=== TEXT SHOWN ===

Rune Iversen and his colleagues believe that there is a very high probability that there is a connection between the volcanic eruption, the subsequent climate changes and the discovery of the ritual sun stone sacrifices.

"It is reasonable to believe that the Neolithic people on Bornholm wanted to protect themselves from further deterioration of the climate by sacrificing sun stones - or perhaps they wanted to show their gratitude that the sun had returned again."

Major cultural changes

Volcanic eruption 2,900 BC

The researchers can document reduced radiation from the sun and consequent cooling, which can be traced in both the United States and Europe around 2,900 BC.

Dendrochronological analyses of fossil wood show signs of frost in the spring and summer months both before and after 2,900 BC.

And ice cores from the Greenland ice cap and the Antarctica contain sulphur, which is a sign of the occurrence of a strong volcanic eruption.

As if an acute climate deterioration around 2,900 BC was not enough, Northern European Neolithic cultures were also affected by other disasters; New DNA studies of human bones have shown that the plague was very widespread and fatal.

During the same period when the Neolithic people were affected by both climate change and disease, archaeologists can also document a shift in the traditions they had held on to for a long time. The so-called Funnel Beaker Culture, which had been dominant until about 5,000 years ago with its characteristic ceramics and passage graves, was gradually disappearing.

=== DATA FOR REVIEW ===

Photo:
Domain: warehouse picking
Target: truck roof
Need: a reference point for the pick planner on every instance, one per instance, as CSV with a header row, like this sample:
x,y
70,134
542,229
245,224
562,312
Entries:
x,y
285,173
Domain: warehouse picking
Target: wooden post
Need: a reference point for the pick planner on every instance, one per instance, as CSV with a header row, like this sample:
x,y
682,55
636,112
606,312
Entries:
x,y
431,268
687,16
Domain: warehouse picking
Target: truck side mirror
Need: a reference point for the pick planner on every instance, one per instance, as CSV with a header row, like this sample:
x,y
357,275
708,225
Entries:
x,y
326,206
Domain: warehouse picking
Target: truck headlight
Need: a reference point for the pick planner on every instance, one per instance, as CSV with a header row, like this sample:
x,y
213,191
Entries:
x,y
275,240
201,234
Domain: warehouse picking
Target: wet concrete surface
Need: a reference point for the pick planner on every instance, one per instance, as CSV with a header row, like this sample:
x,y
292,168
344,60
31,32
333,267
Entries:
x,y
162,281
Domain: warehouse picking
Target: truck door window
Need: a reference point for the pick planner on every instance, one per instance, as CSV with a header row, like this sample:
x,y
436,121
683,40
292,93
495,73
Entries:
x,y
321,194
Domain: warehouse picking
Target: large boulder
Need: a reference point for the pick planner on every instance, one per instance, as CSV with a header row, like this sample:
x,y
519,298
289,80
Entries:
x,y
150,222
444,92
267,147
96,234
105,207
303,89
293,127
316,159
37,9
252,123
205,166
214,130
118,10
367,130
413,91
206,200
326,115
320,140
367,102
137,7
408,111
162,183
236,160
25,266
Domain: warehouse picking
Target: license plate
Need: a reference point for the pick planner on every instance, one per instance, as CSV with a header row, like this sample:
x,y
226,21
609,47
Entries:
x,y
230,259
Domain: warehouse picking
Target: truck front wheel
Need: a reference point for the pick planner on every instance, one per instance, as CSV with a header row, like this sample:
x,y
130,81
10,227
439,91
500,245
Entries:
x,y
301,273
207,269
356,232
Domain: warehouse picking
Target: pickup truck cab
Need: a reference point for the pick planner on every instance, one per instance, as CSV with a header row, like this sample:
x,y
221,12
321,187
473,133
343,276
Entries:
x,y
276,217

===

* _PARTS OF THE EXERCISE_:
a - List every geographic place named in the text about the volcanic eruption around 2,900 BC.
b - Carry on the text about the 2,900 BC volcanic eruption and the Bornholm sun stones from the last sentence shown.

* _PER-TASK ANSWERS_:
a - Bornholm, the United States, Europe, the Greenland ice cap, Antarctica

b -
"At the causewayed enclosure we have excavated on Bornholm, we can also see that, after the sacrifice of the sun stones, the residents changed the structure of the site so that instead of sacrificial ditches it was provided with extensive rows of palisades and circular cult houses. We do not know why, but it is reasonable to believe that the dramatic climatic changes they had been exposed to would have played a role in some way, Rune Iversen concludes.

Sun stones to be exhibited in Copenhagen

Four of the sun stones from Vasagård on Bornholm can be experienced from 28 January in the prehistoric exhibition at The National Museum of Denmark in Copenhagen. They probably exemplify one of the earliest depositional practices connected to a Neolithic sun-cult in South Scandinavia, which are also known from the Nordic Bronze Age with objects like the sun chariot.

"The sunstones are completely unique, also in a European context. The closest we get to a similar sun-cult in the Neolithic is some passage graves in southern Scandinavia or henge structures like Stonehenge in England, which some researchers associate with the sun. With the sun stones, there is in my mind no doubt. It is quite simply an incredible discovery, which demonstrates that depositions honouring the sun is an ancient phenomenon, which we encounter again in South Scandinavia during the climate disaster caused by a volcanic eruption in the year 536 AD, where several large gold hoards were deposited as sacrifices," says Lasse Vilien Sørensen, who is senior researcher at The National Museum of Denmark and co-author of the research paper.